» Instructions for the task
Could you write the entries out again, exactly as they are?

» Material provided

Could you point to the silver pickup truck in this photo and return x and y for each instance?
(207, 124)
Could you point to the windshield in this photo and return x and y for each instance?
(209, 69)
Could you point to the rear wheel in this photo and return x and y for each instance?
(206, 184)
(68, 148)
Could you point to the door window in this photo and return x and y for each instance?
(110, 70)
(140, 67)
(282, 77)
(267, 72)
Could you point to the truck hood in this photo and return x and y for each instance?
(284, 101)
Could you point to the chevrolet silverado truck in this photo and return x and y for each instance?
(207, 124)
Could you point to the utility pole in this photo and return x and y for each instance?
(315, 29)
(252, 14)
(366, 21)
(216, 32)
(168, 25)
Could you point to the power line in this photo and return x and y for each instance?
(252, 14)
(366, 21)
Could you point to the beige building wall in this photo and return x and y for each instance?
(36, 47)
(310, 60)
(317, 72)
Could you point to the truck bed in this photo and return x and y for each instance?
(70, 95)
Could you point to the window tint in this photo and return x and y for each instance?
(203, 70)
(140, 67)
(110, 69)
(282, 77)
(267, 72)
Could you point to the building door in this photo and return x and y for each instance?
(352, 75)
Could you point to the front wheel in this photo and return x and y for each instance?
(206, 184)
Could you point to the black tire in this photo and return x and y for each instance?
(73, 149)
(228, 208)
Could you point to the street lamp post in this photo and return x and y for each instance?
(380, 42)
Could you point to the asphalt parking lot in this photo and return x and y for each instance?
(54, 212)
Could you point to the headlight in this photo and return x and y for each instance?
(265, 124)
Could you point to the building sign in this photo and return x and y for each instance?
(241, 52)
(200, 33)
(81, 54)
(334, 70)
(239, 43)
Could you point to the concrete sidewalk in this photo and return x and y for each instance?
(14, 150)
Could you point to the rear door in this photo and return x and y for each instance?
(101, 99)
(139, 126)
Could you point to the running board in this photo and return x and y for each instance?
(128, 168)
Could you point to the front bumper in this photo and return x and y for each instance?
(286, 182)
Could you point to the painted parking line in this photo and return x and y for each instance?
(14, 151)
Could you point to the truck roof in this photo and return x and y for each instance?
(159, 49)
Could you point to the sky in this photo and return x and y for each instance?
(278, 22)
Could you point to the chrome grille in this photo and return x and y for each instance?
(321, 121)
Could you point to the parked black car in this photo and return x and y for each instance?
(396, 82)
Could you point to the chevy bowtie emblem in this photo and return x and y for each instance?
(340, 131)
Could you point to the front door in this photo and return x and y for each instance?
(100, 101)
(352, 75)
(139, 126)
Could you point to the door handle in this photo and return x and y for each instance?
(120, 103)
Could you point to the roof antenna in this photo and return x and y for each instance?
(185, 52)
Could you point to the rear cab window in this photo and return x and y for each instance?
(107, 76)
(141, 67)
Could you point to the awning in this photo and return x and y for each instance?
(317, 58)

» Answer space
Could you point to the silver pickup truck in this photo and return x and y for each instance?
(207, 124)
Could you point to the windshield in this photo and return x and y for each instance?
(209, 69)
Could you point to the rear wheel in this photo and return x and y for each instance?
(206, 184)
(68, 148)
Could you point to the door window in this photo and return x and y for each instance?
(110, 70)
(140, 67)
(282, 77)
(267, 72)
Could you point to the truck hood in this photo and return x and y for each instance?
(284, 101)
Could you point to the chevrolet silverado truck in this photo and return x and y for each instance?
(207, 124)
Could you point to the utility pole in this photo and return x and y for each instance?
(315, 29)
(252, 14)
(366, 21)
(216, 32)
(168, 25)
Could you point to the power line in this photo and return x and y for each instance?
(252, 14)
(366, 21)
Could you point to the beige building wall in this photo and return x and y for each instance?
(36, 47)
(310, 60)
(317, 72)
Could you point to the truck bed in this photo and return x and y for each instance?
(70, 95)
Could you point to the window tint in this photo and return x and y for each instance?
(203, 70)
(140, 67)
(110, 69)
(282, 77)
(267, 72)
Could you point to the building door in this photo and return x and y for each instance?
(352, 75)
Could you point to the front wheel in this photo and return x and y for each instance?
(206, 184)
Could you point to the black tire in this photo and return x and y for each instance?
(73, 149)
(228, 208)
Could you point to the street lamp post in this photo and return x and y for each instance?
(380, 42)
Could you point to the asphalt parking lot in this photo and return x and y for each instance?
(54, 212)
Could you point to the headlight in this photo and return x and y for each instance?
(265, 124)
Could you point to the building sign in this photo and return x and y for each instance?
(241, 52)
(200, 33)
(81, 54)
(334, 70)
(239, 43)
Could you point to the concrete sidewalk in this photo and return x and y for each instance?
(14, 150)
Could you point to the rear door in this photo and return x and y for each instance?
(101, 99)
(139, 126)
Could you point to the running board in this photo and return x and y for each instance?
(128, 168)
Could you point to the front bumper in this photo and return x and y for each instance?
(286, 182)
Could you point to the painted parking line in this photo and return x and y for each instance?
(14, 151)
Could you point to the truck roof in this photo and return x and y for each instance?
(159, 49)
Could you point to the sky in this photo and return x and y for each instance?
(278, 22)
Could you point to the chrome grille in this photo and return x and y for each instance?
(321, 121)
Could you point to the parked black car in this photo and return x and y for each instance?
(396, 82)
Could you point to the chevy bowtie emblem in this photo and return x and y for each instance?
(340, 131)
Could you point to the front door in this photo and return x and y for each instance?
(100, 101)
(352, 75)
(139, 126)
Could you point to the door handle in this photo and return x and y for each instance?
(120, 103)
Could you point to the roof antenna in this photo and return x and y for each instance?
(185, 52)
Could you point to the rear cab window in this photo and return x and y for each instance?
(107, 76)
(141, 67)
Could you point to the awning in this photo and return x and y for each instance?
(317, 58)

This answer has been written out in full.